Conflict of interest
Jie Mei is an Editorial Board Member of BIO Integration. He was not involved in the peer-review or handling of the manuscript. The other authors have no other competing interests to disclose.

● **Data section**
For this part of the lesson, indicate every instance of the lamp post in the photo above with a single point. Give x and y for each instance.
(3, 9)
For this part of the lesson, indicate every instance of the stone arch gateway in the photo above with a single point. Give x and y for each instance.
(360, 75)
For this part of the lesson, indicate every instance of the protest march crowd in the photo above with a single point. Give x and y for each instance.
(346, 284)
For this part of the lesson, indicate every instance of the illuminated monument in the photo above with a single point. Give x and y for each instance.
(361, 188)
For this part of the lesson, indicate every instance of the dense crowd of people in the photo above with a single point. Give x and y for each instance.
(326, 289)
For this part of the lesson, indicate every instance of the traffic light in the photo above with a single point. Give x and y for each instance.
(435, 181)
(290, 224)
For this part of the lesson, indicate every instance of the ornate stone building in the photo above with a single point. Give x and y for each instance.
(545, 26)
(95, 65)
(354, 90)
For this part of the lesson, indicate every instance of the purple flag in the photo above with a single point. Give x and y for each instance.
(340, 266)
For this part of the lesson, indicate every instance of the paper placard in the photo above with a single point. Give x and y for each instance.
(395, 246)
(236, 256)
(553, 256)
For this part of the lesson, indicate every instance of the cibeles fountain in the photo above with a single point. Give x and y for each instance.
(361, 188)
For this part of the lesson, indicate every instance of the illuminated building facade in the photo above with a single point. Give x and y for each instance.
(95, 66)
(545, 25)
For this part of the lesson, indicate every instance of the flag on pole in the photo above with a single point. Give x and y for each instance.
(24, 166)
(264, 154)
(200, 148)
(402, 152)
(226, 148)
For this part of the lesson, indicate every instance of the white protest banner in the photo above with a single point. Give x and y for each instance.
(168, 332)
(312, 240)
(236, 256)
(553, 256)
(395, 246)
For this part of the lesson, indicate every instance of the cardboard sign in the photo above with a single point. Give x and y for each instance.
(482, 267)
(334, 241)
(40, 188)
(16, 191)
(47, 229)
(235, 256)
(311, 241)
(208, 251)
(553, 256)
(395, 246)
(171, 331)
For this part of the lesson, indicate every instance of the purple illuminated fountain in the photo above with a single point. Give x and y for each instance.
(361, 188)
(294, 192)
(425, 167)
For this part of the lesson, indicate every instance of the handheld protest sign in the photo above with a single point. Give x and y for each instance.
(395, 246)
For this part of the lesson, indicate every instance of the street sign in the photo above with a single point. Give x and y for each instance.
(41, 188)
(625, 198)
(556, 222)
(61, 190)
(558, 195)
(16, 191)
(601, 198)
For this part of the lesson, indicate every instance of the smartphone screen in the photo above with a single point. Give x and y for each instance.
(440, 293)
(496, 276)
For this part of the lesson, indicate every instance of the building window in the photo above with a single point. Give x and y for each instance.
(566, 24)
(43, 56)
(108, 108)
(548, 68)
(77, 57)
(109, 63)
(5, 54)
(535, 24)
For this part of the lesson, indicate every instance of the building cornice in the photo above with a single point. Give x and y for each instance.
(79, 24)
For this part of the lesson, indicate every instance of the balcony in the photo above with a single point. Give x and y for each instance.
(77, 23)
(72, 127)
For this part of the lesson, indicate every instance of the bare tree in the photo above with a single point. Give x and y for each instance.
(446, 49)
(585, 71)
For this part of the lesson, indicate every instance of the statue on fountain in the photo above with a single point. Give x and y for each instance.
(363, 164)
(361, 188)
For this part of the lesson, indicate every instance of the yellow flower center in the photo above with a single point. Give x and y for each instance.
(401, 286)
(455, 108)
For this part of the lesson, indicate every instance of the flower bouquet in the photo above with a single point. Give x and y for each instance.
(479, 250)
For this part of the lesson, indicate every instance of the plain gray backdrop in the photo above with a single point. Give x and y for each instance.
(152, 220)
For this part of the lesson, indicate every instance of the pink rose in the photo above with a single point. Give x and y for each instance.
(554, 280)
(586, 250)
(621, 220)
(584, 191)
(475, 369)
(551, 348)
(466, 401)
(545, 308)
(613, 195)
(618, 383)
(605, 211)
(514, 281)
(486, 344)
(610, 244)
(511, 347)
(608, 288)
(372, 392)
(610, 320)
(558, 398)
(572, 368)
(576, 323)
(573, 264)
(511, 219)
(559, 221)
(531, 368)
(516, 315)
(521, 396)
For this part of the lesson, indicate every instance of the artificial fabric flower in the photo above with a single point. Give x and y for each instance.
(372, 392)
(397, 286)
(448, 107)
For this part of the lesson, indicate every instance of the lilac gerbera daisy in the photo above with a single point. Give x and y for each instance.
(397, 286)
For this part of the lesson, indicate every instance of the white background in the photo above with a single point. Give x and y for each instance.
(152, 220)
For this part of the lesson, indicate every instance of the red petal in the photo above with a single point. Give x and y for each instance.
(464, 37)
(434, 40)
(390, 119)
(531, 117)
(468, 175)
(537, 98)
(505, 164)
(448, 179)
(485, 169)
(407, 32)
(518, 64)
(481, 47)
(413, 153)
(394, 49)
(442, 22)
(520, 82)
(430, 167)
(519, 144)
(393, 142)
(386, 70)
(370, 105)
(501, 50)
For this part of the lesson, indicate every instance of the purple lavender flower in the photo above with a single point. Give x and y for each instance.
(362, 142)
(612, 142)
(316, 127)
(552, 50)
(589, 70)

● **Work instruction**
Write out the conflict-of-interest statement above word for word, starting at "Conflict of interest" and ending at "interests to disclose.".

● **Finished task**
Conflict of interest
Jie Mei is an Editorial Board Member of BIO Integration. He was not involved in the peer-review or handling of the manuscript. The other authors have no other competing interests to disclose.